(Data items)
______________________________

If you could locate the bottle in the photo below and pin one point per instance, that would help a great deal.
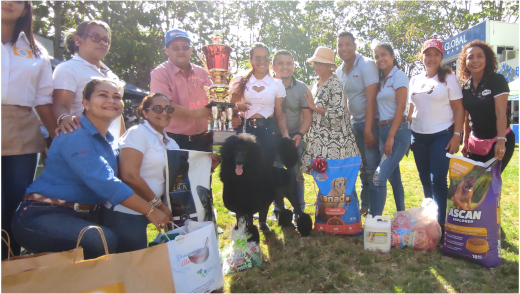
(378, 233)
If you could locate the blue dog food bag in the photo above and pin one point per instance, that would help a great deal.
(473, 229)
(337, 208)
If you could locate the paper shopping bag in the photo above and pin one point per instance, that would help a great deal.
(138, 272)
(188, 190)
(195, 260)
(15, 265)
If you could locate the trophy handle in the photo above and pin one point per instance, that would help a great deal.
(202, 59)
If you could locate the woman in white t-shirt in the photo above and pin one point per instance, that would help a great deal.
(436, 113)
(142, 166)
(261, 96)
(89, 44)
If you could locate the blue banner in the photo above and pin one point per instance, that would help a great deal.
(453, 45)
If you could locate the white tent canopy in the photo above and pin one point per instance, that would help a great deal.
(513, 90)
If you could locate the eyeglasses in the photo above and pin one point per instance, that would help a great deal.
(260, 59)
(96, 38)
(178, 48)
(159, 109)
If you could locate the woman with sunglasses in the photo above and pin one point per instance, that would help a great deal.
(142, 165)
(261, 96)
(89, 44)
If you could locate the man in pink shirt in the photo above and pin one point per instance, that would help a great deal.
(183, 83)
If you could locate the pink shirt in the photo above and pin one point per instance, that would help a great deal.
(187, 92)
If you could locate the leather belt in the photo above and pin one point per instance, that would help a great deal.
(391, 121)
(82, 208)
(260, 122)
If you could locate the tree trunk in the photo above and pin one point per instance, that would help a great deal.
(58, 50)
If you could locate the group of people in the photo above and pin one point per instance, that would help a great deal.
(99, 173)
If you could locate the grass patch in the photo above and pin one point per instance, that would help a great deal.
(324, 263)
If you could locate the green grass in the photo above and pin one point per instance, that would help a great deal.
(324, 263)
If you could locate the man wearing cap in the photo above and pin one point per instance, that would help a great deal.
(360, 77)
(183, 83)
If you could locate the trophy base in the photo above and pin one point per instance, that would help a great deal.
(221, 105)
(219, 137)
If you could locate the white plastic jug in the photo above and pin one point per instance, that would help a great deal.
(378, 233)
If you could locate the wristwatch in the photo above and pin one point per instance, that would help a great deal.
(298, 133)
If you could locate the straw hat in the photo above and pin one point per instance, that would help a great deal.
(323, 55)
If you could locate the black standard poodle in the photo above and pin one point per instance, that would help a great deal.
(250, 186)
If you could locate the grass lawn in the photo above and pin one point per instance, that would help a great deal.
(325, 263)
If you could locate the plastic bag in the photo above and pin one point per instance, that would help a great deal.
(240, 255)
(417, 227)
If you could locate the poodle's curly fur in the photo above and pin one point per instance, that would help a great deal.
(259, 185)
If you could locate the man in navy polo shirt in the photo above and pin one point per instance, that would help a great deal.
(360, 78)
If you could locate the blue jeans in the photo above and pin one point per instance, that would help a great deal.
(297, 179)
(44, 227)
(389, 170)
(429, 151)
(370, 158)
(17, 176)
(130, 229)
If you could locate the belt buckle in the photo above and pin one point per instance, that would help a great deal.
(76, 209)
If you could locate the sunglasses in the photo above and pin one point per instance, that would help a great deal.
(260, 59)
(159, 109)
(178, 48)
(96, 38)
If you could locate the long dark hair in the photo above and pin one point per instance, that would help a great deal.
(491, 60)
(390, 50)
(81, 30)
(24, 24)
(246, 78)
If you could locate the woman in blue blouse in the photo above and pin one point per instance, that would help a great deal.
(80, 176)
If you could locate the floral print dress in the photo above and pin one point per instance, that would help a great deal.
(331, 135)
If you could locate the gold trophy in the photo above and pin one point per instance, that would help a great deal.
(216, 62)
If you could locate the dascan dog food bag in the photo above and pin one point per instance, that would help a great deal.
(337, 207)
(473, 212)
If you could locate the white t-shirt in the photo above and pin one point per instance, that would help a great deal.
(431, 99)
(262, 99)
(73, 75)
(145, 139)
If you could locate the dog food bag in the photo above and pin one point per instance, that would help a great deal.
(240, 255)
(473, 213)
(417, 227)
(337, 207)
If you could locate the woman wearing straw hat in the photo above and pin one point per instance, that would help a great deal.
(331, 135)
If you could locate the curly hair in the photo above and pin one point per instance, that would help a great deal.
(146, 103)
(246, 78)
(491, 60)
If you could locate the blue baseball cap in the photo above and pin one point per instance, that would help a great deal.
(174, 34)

______________________________

- YOUR GOAL -
Could you repeat the data exactly, omitting its pictures?

- TASK RESPONSE -
If you could locate the bottle in the photo below and pin one point per instance, that would help a great deal.
(378, 233)
If you could locate the blue dog food bag in the photo above and pin one point per instance, that would help a great deal.
(473, 229)
(337, 208)
If you could locate the paper shopping bag in the photo above and pin one point per instance, that would help a great deal.
(138, 272)
(188, 190)
(195, 260)
(15, 265)
If you could locate the trophy handle in the photo above and pin one point per instance, that would help a great deal.
(202, 59)
If you could locate the woman in white t-shirt in the photo above and pin one point per instance, that would help a great deal.
(436, 113)
(142, 166)
(261, 96)
(89, 44)
If you could locate the blue banner in the photo above and pin one point per instance, that would help a great deal.
(453, 45)
If you could locate the white tent canopy in the photo above and pin one point per instance, that would help a great deal.
(513, 90)
If you could locate the eyeglasses in the photo above and pin one point per instance, that would help a great deal.
(260, 59)
(96, 38)
(178, 48)
(159, 109)
If you could locate the woman with sunglasses in the photo above and pin one point per instance, that would help a great deal.
(142, 165)
(261, 96)
(89, 44)
If you could locate the man in pink shirt in the photo above and pin one point per instance, that would help a great deal.
(183, 83)
If you could locate the pink shirt in the photo above and pin one point per instance, that would help a great deal.
(187, 92)
If you could locate the leather belt in the photo above and pin one point per instance, that would help a great deal.
(391, 121)
(82, 208)
(260, 122)
If you could locate the tree trunk in the photo above and pin one point per instance, that would help a great deal.
(58, 50)
If you could locate the group of people in the photo above and pin one point per instance, that would help a great deal.
(99, 173)
If you could locate the grass patch in the photo above and pin one point per instance, that would help a great deal.
(324, 263)
If you could locate the green grass in the photo above and pin one point per instance, that would help a great deal.
(324, 263)
If you could locate the man wearing cap in the photo above and pin one point per instance, that would help a great deal.
(360, 77)
(183, 83)
If you could locate the trophy base in the photo above and pin one point per instance, that would help a great deal.
(221, 105)
(219, 137)
If you could locate the white plastic jug in the photo above and pin one point per instance, that would help a great deal.
(378, 233)
If you could locate the wristwatch in the photo above and pin one point per instance, that would help a great deal.
(298, 133)
If you could locate the straw hat in the photo above and pin one point per instance, that would help a great deal.
(323, 55)
If you could locate the black standard poodle in the photo above and pin one point per instance, that would help a great deal.
(250, 186)
If you could locate the grass lawn in the photo above and pin one point per instance, that would help a great deal.
(325, 263)
If you could locate the plastic bag in the photo above and pin one point per instance, that would help a great deal.
(240, 255)
(417, 227)
If you could locate the poodle's curly fur in the photo above and pin one point per instance, that would help a great deal.
(259, 185)
If you could locate the man in navy polo shirt in the photo above and pin one point per instance, that would help a great deal.
(360, 78)
If you could locate the blue jeans in the photo above and pin one point per instance, that would help a great deal.
(297, 179)
(44, 227)
(389, 170)
(429, 151)
(370, 158)
(17, 176)
(130, 229)
If you could locate the belt buckle in the photo above and pin one point per instance, that would help a great deal.
(76, 209)
If you could locate the sunglasses in the photo above and pin one point per instance, that would help a great deal.
(260, 59)
(159, 109)
(178, 48)
(96, 38)
If you could locate the long dark hair in the photo above and pin one point per instance, that would help a great deal.
(491, 60)
(390, 50)
(81, 30)
(24, 24)
(246, 78)
If you could locate the woman in blue blouse in the photo above and pin one point per instance, that would help a great deal.
(80, 176)
If you could locate the floral print dress in the photo above and pin one point per instance, that would help a great deal.
(331, 135)
If you could locate the gold trophy in the photo above and pin one point per instance, that would help a great deal.
(216, 62)
If you could locate the dascan dog food bag in the photo above and pin one point per instance, that would help a great deal.
(337, 207)
(473, 212)
If you could locate the white t-shirt in the photo above and pin one point per instance, that would help a great deal.
(431, 99)
(262, 99)
(73, 75)
(145, 139)
If you could locate the dog food bag in the photo above and pin one point per instance, that would help a great deal.
(240, 255)
(473, 213)
(417, 227)
(337, 207)
If you could locate the woman wearing straw hat in the photo above and pin one point per instance, that would help a great deal.
(331, 135)
If you could locate the curly hair in the photo above and pin one point per instance, that would help a great deal.
(146, 103)
(246, 78)
(491, 60)
If you could locate the blue baseball cap in the photo above and pin one point per instance, that would help a great deal.
(174, 34)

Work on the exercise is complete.